Input for this task:

★ ★ ★

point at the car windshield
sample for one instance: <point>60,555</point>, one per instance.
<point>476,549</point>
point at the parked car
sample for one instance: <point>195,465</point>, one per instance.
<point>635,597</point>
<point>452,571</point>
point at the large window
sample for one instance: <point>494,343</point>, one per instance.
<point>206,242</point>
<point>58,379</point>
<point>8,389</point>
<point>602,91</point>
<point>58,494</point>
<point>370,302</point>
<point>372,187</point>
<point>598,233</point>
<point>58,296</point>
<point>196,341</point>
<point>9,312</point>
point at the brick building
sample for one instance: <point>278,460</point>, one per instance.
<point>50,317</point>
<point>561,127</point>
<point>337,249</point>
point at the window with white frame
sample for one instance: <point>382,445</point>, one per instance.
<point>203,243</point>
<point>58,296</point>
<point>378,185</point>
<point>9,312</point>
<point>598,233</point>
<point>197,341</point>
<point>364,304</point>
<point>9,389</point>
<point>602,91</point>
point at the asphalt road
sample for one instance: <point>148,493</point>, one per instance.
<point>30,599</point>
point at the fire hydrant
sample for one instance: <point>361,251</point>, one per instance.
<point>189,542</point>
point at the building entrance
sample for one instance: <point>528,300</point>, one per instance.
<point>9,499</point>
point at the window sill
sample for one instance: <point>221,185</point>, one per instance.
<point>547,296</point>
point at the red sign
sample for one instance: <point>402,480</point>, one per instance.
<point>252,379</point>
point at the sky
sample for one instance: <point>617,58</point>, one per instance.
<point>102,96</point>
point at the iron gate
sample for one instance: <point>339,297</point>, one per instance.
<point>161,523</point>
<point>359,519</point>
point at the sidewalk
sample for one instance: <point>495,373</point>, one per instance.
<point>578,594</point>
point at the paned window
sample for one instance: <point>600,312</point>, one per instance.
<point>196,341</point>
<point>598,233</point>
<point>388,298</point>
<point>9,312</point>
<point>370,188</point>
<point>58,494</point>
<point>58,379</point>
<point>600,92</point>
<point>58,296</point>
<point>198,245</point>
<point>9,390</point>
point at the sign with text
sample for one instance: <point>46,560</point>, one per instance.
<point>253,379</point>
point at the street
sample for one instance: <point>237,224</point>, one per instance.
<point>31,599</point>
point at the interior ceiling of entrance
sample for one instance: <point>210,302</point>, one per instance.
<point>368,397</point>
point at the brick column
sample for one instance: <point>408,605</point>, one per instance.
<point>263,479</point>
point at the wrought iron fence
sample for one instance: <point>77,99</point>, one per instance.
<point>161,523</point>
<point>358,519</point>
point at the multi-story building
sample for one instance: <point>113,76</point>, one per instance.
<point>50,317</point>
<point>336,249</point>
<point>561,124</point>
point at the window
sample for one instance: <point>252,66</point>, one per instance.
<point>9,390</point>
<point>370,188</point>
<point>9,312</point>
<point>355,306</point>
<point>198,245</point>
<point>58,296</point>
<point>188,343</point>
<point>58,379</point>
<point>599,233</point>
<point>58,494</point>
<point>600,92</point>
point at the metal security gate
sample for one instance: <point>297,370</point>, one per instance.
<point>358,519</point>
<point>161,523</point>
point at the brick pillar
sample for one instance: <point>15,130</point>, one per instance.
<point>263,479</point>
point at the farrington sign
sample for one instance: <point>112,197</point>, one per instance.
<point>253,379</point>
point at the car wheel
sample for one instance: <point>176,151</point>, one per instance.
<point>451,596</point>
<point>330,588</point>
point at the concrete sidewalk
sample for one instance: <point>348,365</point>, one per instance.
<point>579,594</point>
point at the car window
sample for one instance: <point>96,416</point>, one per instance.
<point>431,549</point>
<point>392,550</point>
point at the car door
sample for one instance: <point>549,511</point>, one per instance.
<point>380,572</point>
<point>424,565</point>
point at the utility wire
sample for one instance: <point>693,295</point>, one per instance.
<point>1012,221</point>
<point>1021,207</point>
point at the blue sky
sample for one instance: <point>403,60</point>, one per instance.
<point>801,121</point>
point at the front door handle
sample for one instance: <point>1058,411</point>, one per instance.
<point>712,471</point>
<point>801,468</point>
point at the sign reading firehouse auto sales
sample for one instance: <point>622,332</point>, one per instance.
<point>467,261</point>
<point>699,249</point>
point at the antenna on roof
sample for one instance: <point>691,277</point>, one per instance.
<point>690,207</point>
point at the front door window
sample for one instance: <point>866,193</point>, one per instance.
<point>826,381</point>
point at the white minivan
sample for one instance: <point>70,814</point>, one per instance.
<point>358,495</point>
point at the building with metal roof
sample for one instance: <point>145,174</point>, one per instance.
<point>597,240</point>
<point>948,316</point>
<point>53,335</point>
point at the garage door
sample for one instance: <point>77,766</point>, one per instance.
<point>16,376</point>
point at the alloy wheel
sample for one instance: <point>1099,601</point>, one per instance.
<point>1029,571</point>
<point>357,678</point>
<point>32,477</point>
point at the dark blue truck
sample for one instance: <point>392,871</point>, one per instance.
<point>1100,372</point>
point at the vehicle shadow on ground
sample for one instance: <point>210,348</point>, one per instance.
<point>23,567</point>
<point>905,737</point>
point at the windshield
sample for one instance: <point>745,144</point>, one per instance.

★ ★ ★

Task to complete:
Extract the complete data, matching each line exactly.

Reply to the task:
point at the car windshield
sample for one instance: <point>60,555</point>, one per instance.
<point>476,549</point>
point at the parked car
sample for one instance: <point>195,465</point>, one per instance.
<point>635,597</point>
<point>452,571</point>
point at the large window
sample for one instance: <point>494,343</point>, one per instance.
<point>206,242</point>
<point>58,379</point>
<point>8,389</point>
<point>602,91</point>
<point>58,494</point>
<point>370,302</point>
<point>372,187</point>
<point>598,233</point>
<point>58,296</point>
<point>196,341</point>
<point>9,312</point>
point at the brick building
sample for one instance: <point>278,460</point>, one per instance.
<point>50,317</point>
<point>561,127</point>
<point>337,249</point>
point at the window with white frame
sample for one instance: <point>382,445</point>, one per instance.
<point>203,243</point>
<point>58,296</point>
<point>378,185</point>
<point>9,312</point>
<point>598,233</point>
<point>197,341</point>
<point>364,304</point>
<point>9,389</point>
<point>602,91</point>
point at the asphalt road
sample for one instance: <point>148,493</point>, one per instance.
<point>30,599</point>
point at the fire hydrant
sample for one instance: <point>361,251</point>, one per instance.
<point>189,542</point>
point at the building entrance
sample for one instance: <point>528,300</point>, one per instance.
<point>9,499</point>
point at the window sill
sample for one instance: <point>221,185</point>, one per instance.
<point>547,296</point>
point at the red sign
sample for one instance: <point>402,480</point>, one per instance.
<point>252,379</point>
point at the sky
sample for one instance: <point>617,58</point>, one per instance.
<point>102,96</point>
point at the iron gate
sample for one instance: <point>339,297</point>, one per instance.
<point>161,523</point>
<point>359,519</point>
point at the sidewalk
sample for one instance: <point>495,373</point>, one per instance.
<point>578,594</point>
point at the paned window
sample for one instance: <point>600,312</point>, one per instance.
<point>196,341</point>
<point>598,233</point>
<point>388,298</point>
<point>9,312</point>
<point>370,188</point>
<point>58,494</point>
<point>58,379</point>
<point>600,92</point>
<point>58,296</point>
<point>198,245</point>
<point>9,390</point>
point at the sign with text
sample for one instance: <point>46,560</point>, one per instance.
<point>253,379</point>
point at the street
sample for one instance: <point>237,224</point>, one per instance.
<point>31,599</point>
point at the interior ceiling of entrance
sample for one instance: <point>210,302</point>, one per instance.
<point>368,397</point>
point at the brick column
sample for one instance: <point>408,605</point>, one per instance.
<point>263,479</point>
point at the wrought iron fence
sample for one instance: <point>77,99</point>, one per instance.
<point>161,523</point>
<point>358,519</point>
point at the multi-story building
sample for one instance: <point>113,76</point>, one per instance.
<point>50,317</point>
<point>336,249</point>
<point>561,124</point>
point at the window
sample for one instance: <point>252,66</point>, one per instance.
<point>9,390</point>
<point>370,188</point>
<point>9,312</point>
<point>355,306</point>
<point>198,245</point>
<point>58,296</point>
<point>188,343</point>
<point>58,379</point>
<point>599,233</point>
<point>58,494</point>
<point>600,92</point>
point at the metal security gate
sample for one instance: <point>297,370</point>, one per instance.
<point>358,519</point>
<point>161,523</point>
point at the brick pillar
sample for one instance: <point>15,130</point>, one per instance.
<point>263,479</point>
point at the farrington sign
sample for one instance: <point>112,197</point>, one per instance.
<point>253,379</point>
point at the car wheel
sample for one instance: <point>176,151</point>, one per instance.
<point>451,596</point>
<point>330,588</point>
point at the concrete sidewalk
sample for one instance: <point>348,365</point>, one per instance.
<point>579,594</point>
point at the car window
sample for one instance: <point>96,416</point>, one per instance.
<point>431,549</point>
<point>392,550</point>
point at the car door
sample for one instance: <point>549,511</point>, one per instance.
<point>380,572</point>
<point>424,565</point>
point at the utility wire
sample for one instance: <point>693,295</point>, one per instance.
<point>1012,221</point>
<point>1021,207</point>
point at the blue sky
sample for one instance: <point>403,60</point>, one per instance.
<point>801,121</point>
point at the front door handle
sample for one instance: <point>1058,411</point>, one per instance.
<point>712,471</point>
<point>801,468</point>
point at the sign reading firehouse auto sales
sample for one instance: <point>622,332</point>, one per instance.
<point>467,261</point>
<point>699,249</point>
point at the antenna on roof
sample for one instance: <point>691,277</point>, one per instance.
<point>690,207</point>
point at the front door window
sample for one instance: <point>866,193</point>, one per instance.
<point>826,381</point>
point at the white minivan
sample for one instance: <point>70,814</point>, one per instance.
<point>358,495</point>
point at the building with metal roof
sample for one instance: <point>145,174</point>, one per instance.
<point>597,240</point>
<point>948,316</point>
<point>53,335</point>
point at the garage door
sample for one instance: <point>77,766</point>, one per instance.
<point>16,376</point>
point at the alloy wheel
sample for one instance: <point>1099,601</point>, one per instance.
<point>1029,571</point>
<point>357,678</point>
<point>32,477</point>
point at the dark blue truck
sample for one instance: <point>392,871</point>, one per instance.
<point>1100,372</point>
point at the vehicle shadow on ground
sample for one instance: <point>210,348</point>, one per instance.
<point>23,567</point>
<point>905,737</point>
point at the windshield
sample for one instance: <point>745,144</point>, one per instance.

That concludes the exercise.